Does Divorce = Failure? (Is Failure a Bad Thing?)
/I was giving a reading about the history of marriage and divorce at the MacDowell Colony in New Hampshire. My piece was about the critical social and economic role that marriage served historically, and how demographic shifts, real material advances and women's rights have made it largely optional today, a choice, not a necessity. Meaning: as much as we love the idea of marriage, ending a bad one is a choice, too.
After the talk, a woman about my age approached, an artist, liberal minded. “I think you have to acknowledge that many people see divorce as a failure,” she said. “I do. I think it was the best choice in my situation, and for our child, but I still feel a sense of failure for not having been able to make my marriage work, or maybe for having married the wrong person.”
Failure. The other F-word.
I was so wrapped up in the attempt to explain divorce in social science terms, I hadn’t give much thought to people’s sense of failure.
I didn't see divorce as failure. I grew up with it. Divorce seemed more a part of life than some aberration. But many people do feel divorce as a failure, as I’ve since learned.
Whatever you think about divorce, failure in general is so universal, you could write a book about it. Many books. Many people have. There’s a recent subset of books on failure promoting its economic upsides, including Fail Fast, Fail Often and The Upside of Down.
Carlin Flora, author of Friendfluence: The Surprising Way Friends Make Us Who We Are, recently wrote a feature article for Psychology Today magazine about failure I caught up with her to get her take.
Wendy Paris: Why did you want to write about failure after writing a book about friendship?
Carlin Flora: “It seems like the message now is that failure will lead to success and you have to fail to succeed. But they’re talking about traditional views of success.

RECORD EXCERPTS:
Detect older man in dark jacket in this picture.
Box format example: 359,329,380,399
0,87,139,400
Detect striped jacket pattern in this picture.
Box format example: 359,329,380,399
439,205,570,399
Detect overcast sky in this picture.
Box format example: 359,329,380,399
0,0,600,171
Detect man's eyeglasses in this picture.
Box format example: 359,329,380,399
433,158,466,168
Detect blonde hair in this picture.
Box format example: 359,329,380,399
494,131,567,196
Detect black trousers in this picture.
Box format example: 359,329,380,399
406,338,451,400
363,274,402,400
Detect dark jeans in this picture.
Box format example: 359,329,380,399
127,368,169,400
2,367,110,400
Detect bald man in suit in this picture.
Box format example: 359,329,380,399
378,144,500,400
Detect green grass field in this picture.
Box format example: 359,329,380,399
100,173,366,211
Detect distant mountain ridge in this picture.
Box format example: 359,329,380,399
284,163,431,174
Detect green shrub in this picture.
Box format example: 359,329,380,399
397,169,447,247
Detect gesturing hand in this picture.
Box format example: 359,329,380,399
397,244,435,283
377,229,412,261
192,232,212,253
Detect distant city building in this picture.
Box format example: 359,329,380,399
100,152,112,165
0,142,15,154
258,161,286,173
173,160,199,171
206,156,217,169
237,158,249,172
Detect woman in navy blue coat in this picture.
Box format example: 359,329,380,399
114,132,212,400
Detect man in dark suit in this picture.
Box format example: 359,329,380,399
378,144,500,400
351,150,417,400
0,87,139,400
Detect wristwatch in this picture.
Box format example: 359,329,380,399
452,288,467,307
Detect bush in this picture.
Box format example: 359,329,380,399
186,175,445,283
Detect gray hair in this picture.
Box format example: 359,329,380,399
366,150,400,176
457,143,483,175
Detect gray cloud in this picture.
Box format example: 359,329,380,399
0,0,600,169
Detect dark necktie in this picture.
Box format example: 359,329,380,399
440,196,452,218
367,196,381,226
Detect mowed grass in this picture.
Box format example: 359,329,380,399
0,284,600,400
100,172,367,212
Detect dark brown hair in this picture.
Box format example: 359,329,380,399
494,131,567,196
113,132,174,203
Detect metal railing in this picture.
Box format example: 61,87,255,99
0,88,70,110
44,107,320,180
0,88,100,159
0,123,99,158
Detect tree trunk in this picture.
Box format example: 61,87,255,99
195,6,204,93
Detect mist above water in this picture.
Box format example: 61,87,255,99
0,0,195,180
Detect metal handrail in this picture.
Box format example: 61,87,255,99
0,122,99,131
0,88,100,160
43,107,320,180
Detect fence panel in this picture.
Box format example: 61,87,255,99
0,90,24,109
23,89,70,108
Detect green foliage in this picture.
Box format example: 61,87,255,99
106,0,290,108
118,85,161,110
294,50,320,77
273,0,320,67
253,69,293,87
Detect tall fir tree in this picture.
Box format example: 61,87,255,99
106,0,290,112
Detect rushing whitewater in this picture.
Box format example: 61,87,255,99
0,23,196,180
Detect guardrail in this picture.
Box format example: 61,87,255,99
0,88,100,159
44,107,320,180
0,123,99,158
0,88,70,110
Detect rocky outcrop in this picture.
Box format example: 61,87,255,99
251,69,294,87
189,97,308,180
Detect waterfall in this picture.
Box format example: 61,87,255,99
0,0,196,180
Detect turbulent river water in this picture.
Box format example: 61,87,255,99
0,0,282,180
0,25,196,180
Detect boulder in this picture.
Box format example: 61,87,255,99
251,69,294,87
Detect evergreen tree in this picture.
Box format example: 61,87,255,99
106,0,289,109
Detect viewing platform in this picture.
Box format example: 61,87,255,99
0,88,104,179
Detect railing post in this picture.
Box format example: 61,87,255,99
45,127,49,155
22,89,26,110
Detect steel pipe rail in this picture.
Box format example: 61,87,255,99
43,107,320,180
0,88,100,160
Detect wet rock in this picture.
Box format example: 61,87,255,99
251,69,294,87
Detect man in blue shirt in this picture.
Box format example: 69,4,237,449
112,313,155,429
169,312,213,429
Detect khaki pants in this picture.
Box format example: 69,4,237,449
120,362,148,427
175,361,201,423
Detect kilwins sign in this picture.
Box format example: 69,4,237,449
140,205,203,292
* * *
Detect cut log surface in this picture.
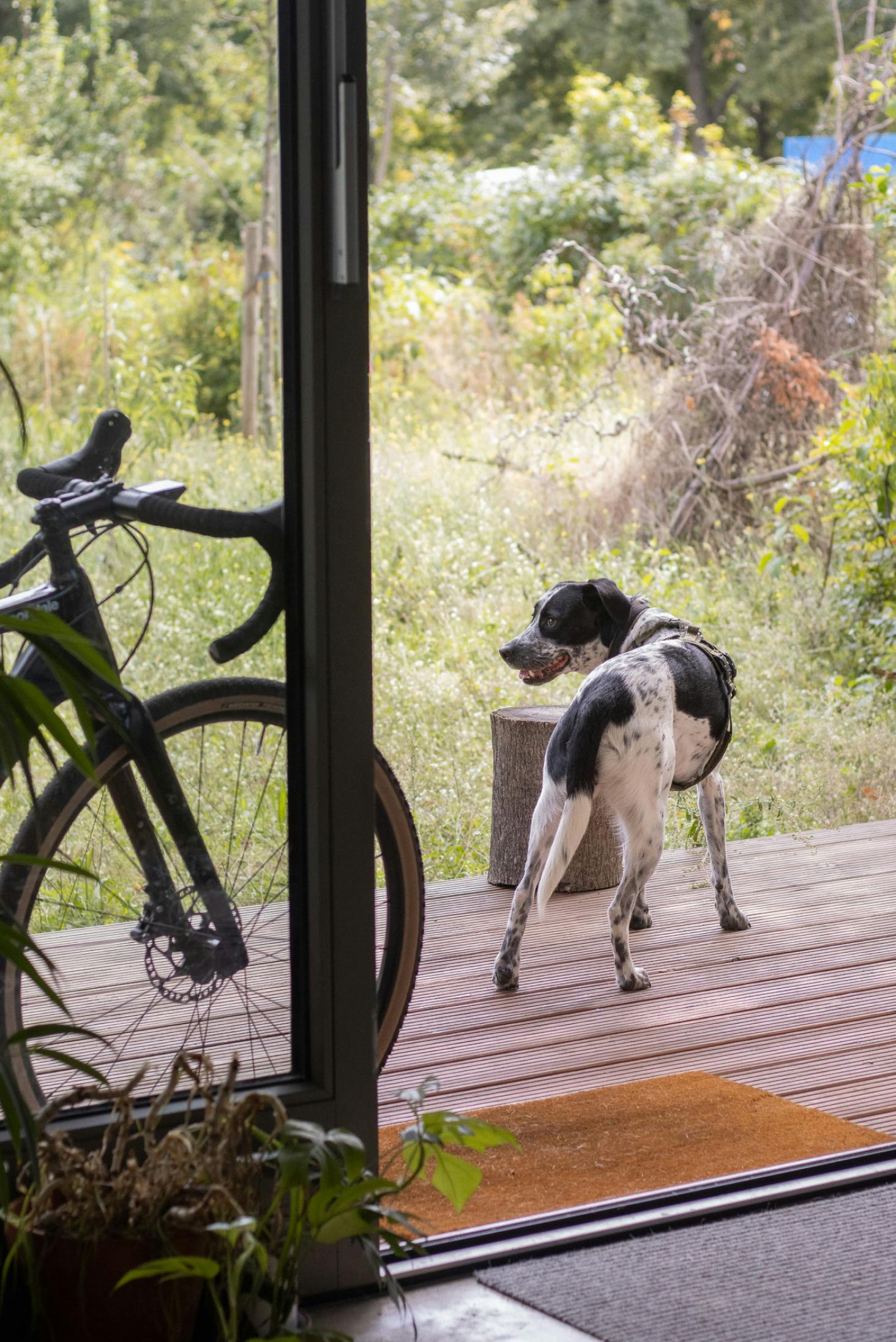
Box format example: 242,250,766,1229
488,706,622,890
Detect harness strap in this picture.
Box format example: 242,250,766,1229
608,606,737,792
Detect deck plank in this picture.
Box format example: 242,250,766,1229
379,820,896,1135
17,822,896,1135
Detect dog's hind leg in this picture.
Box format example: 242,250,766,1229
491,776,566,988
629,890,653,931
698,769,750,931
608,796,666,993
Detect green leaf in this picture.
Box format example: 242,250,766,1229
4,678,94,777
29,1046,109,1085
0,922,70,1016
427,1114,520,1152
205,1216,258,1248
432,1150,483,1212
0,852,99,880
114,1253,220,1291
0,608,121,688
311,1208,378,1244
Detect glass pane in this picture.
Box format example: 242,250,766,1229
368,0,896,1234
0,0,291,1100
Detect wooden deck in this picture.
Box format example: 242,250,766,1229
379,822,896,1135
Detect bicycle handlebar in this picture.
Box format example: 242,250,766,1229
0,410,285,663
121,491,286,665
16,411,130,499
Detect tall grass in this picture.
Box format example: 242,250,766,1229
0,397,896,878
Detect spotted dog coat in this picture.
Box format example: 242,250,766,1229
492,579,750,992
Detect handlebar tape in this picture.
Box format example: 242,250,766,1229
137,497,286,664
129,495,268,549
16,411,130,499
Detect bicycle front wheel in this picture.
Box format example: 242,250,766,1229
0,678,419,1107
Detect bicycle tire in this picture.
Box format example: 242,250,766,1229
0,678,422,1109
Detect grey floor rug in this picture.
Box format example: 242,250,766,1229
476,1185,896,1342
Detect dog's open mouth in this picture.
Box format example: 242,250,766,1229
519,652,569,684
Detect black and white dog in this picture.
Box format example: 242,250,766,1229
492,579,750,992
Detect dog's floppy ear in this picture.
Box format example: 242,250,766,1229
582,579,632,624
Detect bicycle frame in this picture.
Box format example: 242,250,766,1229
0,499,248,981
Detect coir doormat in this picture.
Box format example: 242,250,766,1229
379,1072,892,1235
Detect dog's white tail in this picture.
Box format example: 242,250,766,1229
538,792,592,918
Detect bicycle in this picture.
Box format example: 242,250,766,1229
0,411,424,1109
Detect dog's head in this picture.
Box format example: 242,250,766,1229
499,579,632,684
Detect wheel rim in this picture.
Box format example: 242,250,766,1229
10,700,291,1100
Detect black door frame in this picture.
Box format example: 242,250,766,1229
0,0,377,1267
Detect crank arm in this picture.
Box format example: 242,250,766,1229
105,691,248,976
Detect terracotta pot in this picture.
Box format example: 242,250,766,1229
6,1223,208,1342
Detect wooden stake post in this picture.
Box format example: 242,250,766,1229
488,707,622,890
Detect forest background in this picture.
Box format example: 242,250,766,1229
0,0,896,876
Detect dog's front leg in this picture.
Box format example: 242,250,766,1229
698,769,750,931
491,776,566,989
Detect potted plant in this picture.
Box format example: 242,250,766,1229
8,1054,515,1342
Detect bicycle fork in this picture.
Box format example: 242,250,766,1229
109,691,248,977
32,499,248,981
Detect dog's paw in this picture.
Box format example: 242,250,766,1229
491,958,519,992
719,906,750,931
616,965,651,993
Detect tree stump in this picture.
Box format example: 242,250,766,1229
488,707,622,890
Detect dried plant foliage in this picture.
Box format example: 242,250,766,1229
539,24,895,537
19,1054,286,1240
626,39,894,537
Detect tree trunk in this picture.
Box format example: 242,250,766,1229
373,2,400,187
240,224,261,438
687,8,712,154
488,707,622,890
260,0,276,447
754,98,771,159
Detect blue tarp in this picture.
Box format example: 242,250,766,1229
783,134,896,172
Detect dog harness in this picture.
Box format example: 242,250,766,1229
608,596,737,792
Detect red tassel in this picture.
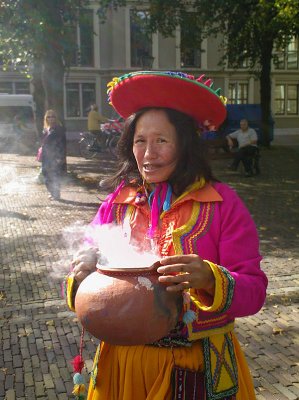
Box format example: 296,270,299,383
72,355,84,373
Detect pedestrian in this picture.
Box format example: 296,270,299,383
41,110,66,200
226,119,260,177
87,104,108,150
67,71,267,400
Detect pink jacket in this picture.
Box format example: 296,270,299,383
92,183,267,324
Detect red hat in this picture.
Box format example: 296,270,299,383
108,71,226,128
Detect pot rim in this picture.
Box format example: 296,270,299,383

INSTRUCTIONS:
[a] Using the essay on divorce and failure, decide whether each statement agrees with it, answering yes or no and quoting the words that settle it: (i) The reading at the MacDowell Colony was about the history of marriage and divorce. (ii) The woman who spoke to the writer after the talk said divorce was the wrong choice for her and her child. (iii) The writer grew up regarding divorce as an aberration.
[b] Edit the essay on divorce and failure by writing out the passage from "Whatever you think" to "book about friendship?" with "feature article" changed to "cover story".

REPLIES:
[a]
(i) Yes: "I was giving a reading about the history of marriage and divorce at the MacDowell Colony in New Hampshire."
(ii) No: "I think it was the best choice in my situation, and for our child"
(iii) No: "Divorce seemed more a part of life than some aberration."

[b]
Whatever you think about divorce, failure in general is so universal, you could write a book about it. Many books. Many people have. There’s a recent subset of books on failure promoting its economic upsides, including Fail Fast, Fail Often and The Upside of Down.
Carlin Flora, author of Friendfluence: The Surprising Way Friends Make Us Who We Are, recently wrote a cover story for Psychology Today magazine about failure I caught up with her to get her take.
Wendy Paris: Why did you want to write about failure after writing a book about friendship?